TASK DIRECTIONS: Format the lines of the data below as a JSON list of strings with one string per line and any blank lines left out. Start with the line containing "Locate the man with" and go on through the line containing "x=555 y=224", including both of those lines.

EXTRACTED RECORDS:
-.-.-
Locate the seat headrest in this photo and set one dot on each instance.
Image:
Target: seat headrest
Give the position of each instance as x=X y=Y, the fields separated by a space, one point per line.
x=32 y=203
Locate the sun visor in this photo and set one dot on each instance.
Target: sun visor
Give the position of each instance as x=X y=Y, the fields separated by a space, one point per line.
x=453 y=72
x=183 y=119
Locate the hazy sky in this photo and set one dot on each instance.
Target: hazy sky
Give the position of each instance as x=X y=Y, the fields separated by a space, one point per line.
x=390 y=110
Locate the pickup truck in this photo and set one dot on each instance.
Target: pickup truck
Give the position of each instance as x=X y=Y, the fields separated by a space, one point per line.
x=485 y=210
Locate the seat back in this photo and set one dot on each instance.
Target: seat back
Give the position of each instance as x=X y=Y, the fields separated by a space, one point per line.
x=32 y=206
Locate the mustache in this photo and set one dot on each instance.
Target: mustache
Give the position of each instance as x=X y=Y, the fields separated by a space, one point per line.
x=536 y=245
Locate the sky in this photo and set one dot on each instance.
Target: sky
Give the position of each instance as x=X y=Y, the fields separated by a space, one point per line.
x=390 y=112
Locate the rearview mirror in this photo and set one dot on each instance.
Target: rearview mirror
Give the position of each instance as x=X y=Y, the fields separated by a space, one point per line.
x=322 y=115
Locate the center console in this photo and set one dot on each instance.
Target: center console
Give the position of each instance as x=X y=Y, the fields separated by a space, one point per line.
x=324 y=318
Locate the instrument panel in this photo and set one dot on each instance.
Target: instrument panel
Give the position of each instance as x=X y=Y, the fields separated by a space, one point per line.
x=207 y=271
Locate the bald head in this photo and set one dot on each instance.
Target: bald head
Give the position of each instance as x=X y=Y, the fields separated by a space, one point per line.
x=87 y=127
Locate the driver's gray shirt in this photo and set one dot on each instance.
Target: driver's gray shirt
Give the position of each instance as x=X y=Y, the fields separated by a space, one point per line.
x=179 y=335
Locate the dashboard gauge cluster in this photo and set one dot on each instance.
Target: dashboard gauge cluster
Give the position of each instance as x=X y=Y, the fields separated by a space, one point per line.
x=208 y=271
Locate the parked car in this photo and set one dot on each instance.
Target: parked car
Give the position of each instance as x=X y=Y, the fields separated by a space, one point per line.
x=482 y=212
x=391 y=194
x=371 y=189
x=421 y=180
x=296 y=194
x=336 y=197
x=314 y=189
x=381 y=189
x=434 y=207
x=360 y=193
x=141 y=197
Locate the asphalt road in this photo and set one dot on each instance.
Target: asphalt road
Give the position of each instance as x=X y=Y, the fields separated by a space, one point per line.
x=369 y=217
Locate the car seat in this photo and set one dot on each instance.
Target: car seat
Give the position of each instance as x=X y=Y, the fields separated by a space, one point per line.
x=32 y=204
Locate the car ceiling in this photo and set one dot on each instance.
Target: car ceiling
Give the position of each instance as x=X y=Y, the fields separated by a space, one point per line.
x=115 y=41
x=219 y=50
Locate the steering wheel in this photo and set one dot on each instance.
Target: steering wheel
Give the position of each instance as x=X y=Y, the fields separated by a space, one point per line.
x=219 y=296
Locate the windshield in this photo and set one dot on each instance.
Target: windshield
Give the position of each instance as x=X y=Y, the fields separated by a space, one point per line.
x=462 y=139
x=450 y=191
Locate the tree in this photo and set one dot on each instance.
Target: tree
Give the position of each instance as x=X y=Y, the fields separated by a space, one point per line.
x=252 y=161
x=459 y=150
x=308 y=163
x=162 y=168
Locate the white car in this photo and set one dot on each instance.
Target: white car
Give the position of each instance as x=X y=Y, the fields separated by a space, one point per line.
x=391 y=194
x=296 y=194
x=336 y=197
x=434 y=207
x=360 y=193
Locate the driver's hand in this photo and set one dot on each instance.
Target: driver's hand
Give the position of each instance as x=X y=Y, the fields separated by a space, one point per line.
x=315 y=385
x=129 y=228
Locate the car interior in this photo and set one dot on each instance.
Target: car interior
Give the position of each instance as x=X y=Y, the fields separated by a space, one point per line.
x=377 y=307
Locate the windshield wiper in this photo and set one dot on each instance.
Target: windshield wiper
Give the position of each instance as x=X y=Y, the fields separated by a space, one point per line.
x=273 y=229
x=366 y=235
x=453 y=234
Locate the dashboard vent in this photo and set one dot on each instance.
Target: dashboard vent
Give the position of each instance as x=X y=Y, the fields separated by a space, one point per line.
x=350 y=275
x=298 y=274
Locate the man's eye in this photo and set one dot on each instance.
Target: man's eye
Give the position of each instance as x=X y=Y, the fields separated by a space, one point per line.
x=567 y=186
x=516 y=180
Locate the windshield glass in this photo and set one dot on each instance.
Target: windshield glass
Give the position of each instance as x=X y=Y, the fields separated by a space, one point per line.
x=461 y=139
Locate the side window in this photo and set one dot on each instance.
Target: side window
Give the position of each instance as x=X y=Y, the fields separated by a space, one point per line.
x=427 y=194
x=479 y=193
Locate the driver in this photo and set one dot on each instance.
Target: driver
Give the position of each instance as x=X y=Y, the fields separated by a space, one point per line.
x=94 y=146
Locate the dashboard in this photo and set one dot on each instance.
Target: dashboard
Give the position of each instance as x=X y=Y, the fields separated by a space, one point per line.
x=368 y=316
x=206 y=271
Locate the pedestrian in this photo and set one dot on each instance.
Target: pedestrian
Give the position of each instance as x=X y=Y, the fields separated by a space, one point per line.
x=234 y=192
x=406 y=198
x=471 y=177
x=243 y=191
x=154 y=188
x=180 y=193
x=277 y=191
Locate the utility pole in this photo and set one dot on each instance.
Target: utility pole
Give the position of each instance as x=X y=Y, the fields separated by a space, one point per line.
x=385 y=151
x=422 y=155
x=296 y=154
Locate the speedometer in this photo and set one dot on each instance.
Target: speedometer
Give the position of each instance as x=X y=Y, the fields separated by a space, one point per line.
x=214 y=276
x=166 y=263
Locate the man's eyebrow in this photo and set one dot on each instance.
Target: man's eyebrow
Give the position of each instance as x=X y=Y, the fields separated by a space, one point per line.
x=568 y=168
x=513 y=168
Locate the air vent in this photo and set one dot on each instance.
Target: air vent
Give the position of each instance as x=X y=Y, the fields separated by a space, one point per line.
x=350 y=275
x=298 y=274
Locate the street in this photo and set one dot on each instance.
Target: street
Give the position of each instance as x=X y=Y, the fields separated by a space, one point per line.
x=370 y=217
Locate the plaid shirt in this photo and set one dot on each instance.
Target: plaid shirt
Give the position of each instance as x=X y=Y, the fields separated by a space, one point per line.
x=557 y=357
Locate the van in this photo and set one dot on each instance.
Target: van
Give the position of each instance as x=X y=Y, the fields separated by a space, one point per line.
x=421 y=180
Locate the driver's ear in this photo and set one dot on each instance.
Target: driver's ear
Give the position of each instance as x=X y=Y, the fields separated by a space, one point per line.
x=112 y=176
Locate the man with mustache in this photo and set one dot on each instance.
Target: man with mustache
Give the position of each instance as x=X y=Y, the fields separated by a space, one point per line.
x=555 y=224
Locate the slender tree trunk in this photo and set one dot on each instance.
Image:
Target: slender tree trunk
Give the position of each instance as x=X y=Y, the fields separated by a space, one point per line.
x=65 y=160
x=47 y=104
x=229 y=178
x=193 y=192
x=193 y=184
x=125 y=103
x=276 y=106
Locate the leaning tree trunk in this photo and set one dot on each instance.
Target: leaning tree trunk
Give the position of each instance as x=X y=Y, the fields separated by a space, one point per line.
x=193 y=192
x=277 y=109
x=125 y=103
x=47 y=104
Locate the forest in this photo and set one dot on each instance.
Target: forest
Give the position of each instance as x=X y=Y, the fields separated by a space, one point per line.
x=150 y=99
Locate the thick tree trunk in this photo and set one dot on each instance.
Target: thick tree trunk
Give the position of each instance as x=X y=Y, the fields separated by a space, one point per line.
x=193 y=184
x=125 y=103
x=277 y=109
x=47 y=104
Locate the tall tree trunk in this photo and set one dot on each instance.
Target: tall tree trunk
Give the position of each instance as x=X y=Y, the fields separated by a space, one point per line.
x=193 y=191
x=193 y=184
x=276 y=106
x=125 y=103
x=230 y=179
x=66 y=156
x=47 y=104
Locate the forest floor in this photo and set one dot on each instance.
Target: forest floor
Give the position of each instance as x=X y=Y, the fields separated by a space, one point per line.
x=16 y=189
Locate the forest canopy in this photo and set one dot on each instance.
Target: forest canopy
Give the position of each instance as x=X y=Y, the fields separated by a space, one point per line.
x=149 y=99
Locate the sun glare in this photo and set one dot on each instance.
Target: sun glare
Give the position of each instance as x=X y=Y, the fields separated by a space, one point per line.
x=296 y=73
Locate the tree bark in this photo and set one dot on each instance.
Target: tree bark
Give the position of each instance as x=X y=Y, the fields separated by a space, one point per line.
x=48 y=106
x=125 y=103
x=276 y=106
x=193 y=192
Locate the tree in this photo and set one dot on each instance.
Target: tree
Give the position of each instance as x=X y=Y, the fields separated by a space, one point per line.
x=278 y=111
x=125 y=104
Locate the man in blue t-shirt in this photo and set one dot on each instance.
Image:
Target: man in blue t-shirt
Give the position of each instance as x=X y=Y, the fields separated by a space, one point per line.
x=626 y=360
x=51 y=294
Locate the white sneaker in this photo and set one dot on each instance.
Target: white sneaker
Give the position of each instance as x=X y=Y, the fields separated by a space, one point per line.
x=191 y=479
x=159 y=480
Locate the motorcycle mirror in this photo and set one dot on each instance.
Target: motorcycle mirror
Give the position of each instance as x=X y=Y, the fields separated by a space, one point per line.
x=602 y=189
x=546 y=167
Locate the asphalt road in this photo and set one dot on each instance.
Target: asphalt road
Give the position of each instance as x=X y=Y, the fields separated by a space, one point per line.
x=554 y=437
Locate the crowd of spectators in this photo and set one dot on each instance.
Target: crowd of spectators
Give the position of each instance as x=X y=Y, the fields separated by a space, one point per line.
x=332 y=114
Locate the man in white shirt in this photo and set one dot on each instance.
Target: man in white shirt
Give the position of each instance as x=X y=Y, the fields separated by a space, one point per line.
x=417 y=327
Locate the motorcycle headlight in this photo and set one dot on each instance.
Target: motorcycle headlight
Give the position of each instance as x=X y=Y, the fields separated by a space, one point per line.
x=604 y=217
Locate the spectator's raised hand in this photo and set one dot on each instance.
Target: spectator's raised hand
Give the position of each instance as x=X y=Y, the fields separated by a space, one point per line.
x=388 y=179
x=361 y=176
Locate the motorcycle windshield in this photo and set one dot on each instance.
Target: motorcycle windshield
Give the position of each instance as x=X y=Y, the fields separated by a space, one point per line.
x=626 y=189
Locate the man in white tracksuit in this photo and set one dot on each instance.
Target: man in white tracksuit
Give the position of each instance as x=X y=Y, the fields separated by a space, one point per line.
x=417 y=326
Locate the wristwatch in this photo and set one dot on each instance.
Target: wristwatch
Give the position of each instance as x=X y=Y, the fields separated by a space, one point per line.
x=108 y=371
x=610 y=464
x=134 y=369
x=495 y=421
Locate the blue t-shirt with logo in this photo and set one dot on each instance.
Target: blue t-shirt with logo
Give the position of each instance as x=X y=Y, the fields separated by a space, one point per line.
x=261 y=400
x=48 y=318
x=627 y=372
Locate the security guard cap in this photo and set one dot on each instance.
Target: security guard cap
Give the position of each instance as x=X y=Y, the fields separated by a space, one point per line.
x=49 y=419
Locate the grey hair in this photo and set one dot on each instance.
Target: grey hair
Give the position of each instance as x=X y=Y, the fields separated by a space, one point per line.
-.-.-
SOLUTION BELOW:
[
  "Locate the man with mustache in this photo and set one dot on each instance.",
  "Target: man with mustache",
  "Give the position of each instance as x=X y=Y, the fields separated by a space, one point per line.",
  "x=555 y=224"
]